Tertiary phosphine complexes of silver(I) were first prepared in 1937 (Mann et al., 1937). These coordination complexes of silver(I) salts display a rich diversity of structural types. The potential application as anti-cancer drugs of silver(I) salts follows from the analogy of the chemistry of silver(I) salts with that of gold(I) salts. Notably, however, literature on silver(I) complexes as potential anti-cancer drugs is limited to a small number of analogues of the so-called cationic lipophylic complexes. These complexes typically consist of a coinage metal (gold, silver, copper) chelated between bidentate phosphines causing a tetrahedral environment. Silver(I) complexes of bidentate pyridylphosphines were of particular interest to Meijboom et al., 2009 in their context as potential antitumour agents (Berners-Price, 1998 and Liu, 2008). The interaction between bidentate diphosphines R2P(R′)nPR2 and silver salts has attracted a great deal of interest because the resultant complexes have found some application in homogeneous catalysis (Sawamura, 1990) and also as antitumour compounds (Berners-Price, 1988 and Barnard, 2007). However, the interplay of various parameters such as the geometrical flexibility of Ag(I), the bite angle and the electronic properties of the phosphine as well as the coordination mode of the supporting ligands, often renders predictions concerning the structural properties of silver-phosphine complexes difficult (Berners-Price, 1988), both in solution and in the solid state (Brandys, 2002). This difficulty is exemplified by the crystallisation of these complexes in more than one polymorph. Generally, a tetrahedral environment around the silver(I) atom is preferred in the solid state, however many exceptions to this tetrahedral environment have been observed. To date, little systematic work has been reported on the interaction between silver salts and diphosphines characterized by different spacers (IR′) or substituents R. Despite the obviously interesting structural chemistry of silver(I), and the potential of these complexes as anti-cancer agents, cognizance should be had to the fact that relatively few publications on silver(I) complexes as anti-cancer agents have been reported in literature.
While little systematic work is reported on the interaction of diphosphines with silver, and their resulting applications as anti-cancer agents, even less has been reported on the use of monophosphines. To date, the only systematic studies on monophosphines with silver are two series of papers by White et al. on the coordination ability of PPh3 and PCy3 to silver(I). These papers (reviewed in Meijboom, 2009) dealt exclusively with the structural chemistry of the resulting complexes and did not report any (potential) applications. What became clear from these papers, however, is that the coordination chemistry of silver(I) complexes is an extremely rich and varied field, with a range of structural types (nineteen different structural types have been indentified in Meijboom, 2009). A comprehensive (and ongoing) search of the literature revealed only two papers by Zartilas et al. (2009) on the coordination of P(4-MeC6H4) to silver halides reporting extremely limited data on anti-cancer testing (IC50 values only).
In the light of the foregoing, it is apparent that there is a clear need in the art to explore the potential of silver(I) monophosphine complexes as anti-cancer agents with a view to understanding the molecular mechanisms through which these complexes induce cell death and the mechanism of cytotoxicity of these complexes.

## DATASET EXTRACT
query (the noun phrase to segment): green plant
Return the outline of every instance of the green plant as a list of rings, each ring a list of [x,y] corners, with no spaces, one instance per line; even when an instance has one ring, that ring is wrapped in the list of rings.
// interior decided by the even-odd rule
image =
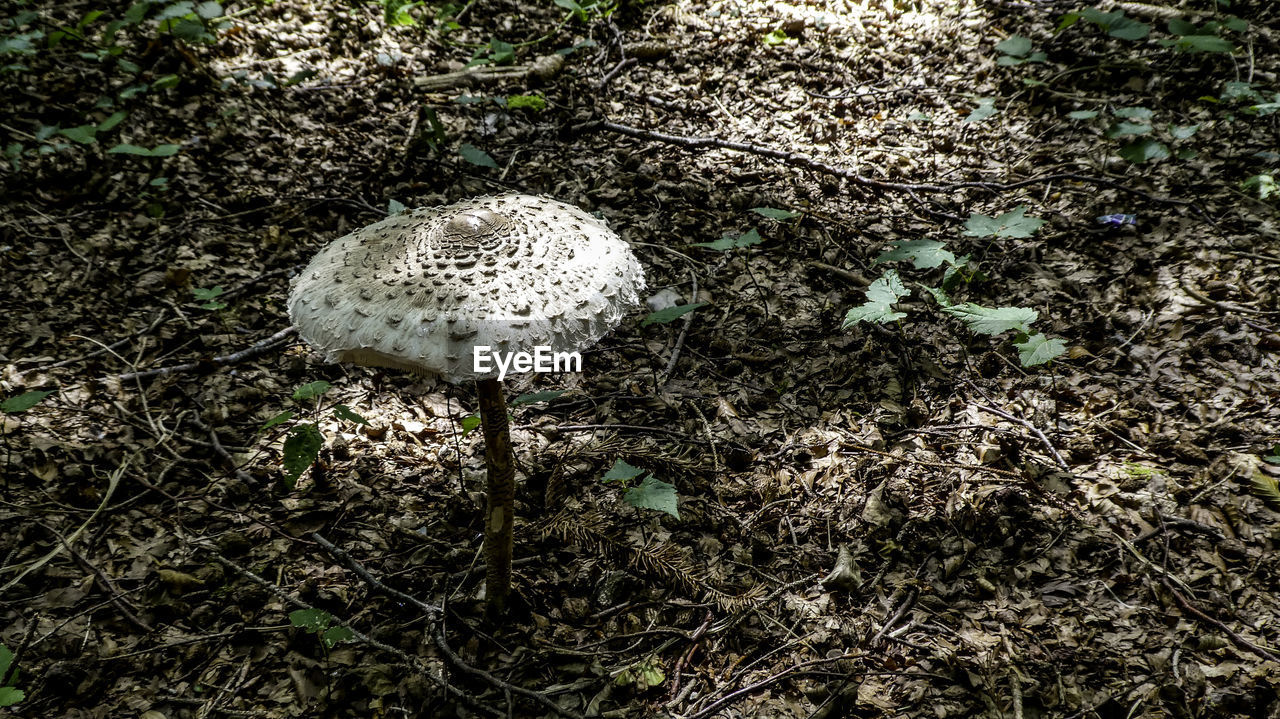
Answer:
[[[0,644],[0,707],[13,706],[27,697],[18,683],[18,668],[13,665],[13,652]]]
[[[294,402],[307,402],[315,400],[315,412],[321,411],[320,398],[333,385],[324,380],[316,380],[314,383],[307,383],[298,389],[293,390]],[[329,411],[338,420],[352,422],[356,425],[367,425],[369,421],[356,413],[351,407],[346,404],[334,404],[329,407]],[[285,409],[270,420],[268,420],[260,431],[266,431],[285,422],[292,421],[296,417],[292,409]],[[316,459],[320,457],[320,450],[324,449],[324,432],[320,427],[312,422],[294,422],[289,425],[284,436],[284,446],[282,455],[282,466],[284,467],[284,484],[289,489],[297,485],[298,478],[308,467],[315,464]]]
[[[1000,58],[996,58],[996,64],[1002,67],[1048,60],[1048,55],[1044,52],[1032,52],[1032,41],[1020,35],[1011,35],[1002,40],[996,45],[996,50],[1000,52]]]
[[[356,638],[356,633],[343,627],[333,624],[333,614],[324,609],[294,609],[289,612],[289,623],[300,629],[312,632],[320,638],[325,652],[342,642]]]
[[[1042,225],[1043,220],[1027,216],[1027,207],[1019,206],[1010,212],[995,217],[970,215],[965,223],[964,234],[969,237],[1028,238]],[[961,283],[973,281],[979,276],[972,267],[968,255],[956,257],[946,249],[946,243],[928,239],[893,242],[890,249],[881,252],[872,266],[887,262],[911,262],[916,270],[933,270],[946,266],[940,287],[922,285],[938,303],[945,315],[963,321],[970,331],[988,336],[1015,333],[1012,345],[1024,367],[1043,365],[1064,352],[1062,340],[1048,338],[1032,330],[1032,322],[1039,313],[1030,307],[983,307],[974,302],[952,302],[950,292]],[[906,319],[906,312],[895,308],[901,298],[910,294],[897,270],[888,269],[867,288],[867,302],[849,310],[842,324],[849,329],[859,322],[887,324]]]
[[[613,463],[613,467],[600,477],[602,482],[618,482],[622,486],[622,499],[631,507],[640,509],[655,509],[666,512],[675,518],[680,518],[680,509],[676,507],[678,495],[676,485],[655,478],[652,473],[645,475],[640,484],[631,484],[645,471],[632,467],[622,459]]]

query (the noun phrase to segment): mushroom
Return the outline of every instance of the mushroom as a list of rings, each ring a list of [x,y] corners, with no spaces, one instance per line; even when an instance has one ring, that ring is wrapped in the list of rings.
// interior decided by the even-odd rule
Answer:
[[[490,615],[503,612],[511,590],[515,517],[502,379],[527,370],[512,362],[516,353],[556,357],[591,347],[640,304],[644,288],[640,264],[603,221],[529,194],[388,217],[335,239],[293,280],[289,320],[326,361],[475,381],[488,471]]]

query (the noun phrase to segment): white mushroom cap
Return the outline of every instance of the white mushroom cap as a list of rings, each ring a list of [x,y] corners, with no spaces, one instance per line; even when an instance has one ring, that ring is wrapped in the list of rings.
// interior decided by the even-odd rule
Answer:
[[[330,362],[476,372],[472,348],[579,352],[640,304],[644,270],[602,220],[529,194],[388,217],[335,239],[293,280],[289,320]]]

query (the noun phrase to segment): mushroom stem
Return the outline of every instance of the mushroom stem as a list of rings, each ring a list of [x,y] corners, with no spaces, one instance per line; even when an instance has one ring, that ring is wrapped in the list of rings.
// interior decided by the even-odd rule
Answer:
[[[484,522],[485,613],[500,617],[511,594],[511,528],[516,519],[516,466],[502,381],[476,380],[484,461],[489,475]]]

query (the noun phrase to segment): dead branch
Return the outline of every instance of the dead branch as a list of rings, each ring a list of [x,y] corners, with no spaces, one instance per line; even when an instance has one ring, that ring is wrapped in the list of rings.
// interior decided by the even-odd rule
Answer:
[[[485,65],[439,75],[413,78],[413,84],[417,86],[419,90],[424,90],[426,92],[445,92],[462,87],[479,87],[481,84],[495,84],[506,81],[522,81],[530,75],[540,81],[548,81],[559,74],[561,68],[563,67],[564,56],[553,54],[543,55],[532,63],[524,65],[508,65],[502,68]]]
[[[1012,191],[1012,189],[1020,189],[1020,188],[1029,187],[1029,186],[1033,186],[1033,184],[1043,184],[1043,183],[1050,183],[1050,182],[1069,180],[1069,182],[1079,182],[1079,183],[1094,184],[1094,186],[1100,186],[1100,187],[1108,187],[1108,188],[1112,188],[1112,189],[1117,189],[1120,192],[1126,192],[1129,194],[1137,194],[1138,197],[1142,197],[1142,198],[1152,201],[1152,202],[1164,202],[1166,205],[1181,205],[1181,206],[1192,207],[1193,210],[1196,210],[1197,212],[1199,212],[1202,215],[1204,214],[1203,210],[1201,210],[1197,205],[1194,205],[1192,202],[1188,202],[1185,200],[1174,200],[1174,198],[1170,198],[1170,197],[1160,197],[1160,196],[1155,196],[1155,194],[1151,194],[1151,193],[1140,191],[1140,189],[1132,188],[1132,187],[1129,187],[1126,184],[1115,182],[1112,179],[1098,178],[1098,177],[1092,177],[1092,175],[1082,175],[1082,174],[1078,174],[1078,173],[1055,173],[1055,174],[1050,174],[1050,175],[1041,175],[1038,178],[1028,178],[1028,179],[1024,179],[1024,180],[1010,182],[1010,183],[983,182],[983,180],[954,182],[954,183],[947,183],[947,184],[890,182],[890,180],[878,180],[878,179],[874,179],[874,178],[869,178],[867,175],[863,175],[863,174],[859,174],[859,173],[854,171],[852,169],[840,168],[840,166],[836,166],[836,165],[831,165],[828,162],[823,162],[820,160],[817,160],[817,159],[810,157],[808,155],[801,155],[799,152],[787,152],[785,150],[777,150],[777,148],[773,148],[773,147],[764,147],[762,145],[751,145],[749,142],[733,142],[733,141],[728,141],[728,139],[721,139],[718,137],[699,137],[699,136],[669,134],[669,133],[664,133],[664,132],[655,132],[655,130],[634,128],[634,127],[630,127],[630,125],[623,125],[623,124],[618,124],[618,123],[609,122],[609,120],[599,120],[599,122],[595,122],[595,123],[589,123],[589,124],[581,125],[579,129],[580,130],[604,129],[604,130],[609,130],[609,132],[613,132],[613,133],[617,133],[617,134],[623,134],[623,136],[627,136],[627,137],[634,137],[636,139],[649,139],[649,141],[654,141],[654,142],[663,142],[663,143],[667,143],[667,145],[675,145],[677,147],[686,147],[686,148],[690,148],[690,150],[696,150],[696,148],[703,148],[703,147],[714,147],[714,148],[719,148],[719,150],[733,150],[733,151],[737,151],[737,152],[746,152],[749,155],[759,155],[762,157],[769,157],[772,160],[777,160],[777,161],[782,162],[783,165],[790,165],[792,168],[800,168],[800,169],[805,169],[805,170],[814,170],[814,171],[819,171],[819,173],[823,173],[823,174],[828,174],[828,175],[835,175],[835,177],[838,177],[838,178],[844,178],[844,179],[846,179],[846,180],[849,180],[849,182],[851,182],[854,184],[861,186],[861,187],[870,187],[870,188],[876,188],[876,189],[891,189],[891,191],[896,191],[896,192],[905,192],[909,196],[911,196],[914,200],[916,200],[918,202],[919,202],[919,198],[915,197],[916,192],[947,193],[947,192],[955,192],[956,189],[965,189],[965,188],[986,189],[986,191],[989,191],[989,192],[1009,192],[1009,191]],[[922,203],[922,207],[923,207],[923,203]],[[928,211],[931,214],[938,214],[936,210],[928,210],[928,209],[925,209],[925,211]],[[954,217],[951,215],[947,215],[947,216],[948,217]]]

## ACTIVITY LIST
(A) In the passage on silver(I) phosphine complexes, which two monophosphines did White et al. study for their coordination to silver(I)?
(B) Transcribe the passage on silver(I) phosphine complexes, starting at "In the light" and ending at "of these complexes.".
The data have no connection to the passage on silver(I) phosphine complexes.

## ANSWERS TO THE EXERCISES
(A) PPh3 and PCy3.

(B)
In the light of the foregoing, it is apparent that there is a clear need in the art to explore the potential of silver(I) monophosphine complexes as anti-cancer agents with a view to understanding the molecular mechanisms through which these complexes induce cell death and the mechanism of cytotoxicity of these complexes.